(DESCRIPTION OF THE TASK): Copy everything from the start of the records down to the line containing "306 275 373 288", keeping the requests, but scale every bounding box coordinate in the answers by 0.4 and round to whole numbers, with halves rounded up. Leave the format samples in the requests unchanged, and omit the pictures.

═══ RECORDS SHOWN ═══

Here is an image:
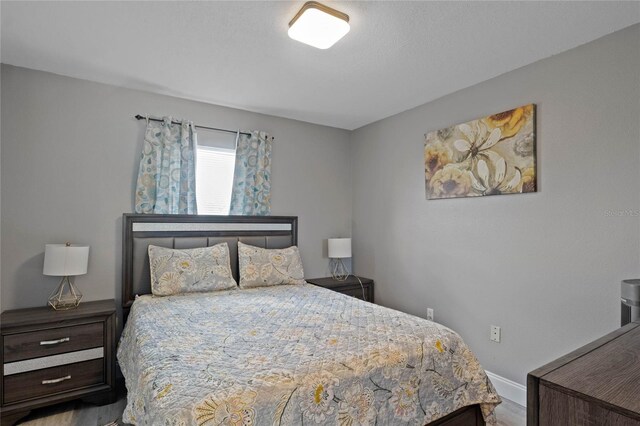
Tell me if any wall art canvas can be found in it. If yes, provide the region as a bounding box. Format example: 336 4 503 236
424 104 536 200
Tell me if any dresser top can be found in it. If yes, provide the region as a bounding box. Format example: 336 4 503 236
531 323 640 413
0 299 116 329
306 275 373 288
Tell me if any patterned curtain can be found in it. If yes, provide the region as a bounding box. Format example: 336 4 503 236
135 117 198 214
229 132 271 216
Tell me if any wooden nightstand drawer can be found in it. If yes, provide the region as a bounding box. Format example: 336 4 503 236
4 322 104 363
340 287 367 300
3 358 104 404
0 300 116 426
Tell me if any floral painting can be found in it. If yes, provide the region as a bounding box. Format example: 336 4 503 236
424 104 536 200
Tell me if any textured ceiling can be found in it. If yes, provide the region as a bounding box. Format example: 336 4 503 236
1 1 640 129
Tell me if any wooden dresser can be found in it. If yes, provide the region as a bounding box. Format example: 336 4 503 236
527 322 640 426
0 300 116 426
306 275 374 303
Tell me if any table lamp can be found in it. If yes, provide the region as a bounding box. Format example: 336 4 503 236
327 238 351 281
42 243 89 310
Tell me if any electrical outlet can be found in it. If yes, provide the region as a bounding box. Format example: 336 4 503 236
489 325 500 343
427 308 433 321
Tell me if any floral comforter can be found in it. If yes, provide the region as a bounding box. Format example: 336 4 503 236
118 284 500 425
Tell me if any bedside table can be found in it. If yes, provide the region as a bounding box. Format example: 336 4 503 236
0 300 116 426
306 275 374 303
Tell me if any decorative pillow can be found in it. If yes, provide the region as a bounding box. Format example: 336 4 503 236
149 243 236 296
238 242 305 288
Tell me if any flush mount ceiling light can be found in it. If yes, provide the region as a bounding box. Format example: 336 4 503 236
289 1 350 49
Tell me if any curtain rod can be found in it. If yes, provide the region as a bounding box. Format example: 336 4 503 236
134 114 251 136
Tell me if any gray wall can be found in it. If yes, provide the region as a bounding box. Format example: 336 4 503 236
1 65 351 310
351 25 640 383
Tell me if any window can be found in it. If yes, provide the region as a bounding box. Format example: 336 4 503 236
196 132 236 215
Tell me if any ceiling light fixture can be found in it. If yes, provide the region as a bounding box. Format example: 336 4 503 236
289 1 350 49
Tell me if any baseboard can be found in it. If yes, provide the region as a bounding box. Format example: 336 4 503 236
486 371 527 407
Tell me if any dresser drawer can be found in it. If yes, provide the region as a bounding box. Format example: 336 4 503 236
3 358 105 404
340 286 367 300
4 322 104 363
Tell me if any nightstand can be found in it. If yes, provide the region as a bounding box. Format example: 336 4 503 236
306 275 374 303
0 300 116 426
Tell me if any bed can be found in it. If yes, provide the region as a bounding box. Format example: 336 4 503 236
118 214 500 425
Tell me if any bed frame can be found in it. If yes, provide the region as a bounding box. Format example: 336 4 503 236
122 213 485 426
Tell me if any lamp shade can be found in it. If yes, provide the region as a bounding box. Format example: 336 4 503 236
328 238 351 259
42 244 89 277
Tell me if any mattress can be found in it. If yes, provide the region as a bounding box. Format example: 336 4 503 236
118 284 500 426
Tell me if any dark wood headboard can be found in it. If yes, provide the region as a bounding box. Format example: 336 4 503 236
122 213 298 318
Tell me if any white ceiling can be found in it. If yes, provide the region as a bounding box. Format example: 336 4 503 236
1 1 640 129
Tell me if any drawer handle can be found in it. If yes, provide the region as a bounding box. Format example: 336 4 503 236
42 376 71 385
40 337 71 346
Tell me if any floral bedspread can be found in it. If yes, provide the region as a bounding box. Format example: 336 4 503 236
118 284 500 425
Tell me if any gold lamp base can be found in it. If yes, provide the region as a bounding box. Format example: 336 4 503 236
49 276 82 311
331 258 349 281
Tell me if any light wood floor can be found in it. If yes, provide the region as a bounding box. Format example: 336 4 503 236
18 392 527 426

═══

(WRITTEN ANSWER):
Here is an image:
Tell me if any wall art canvas can be found in it. If yes, provide the region as a bounding box. Format example: 336 4 503 236
170 42 214 80
Tell me if any dresser top can be found in it. If yes, provide the region as a bounding box. Format example: 336 4 503 236
212 129 256 165
0 120 46 132
122 110 149 115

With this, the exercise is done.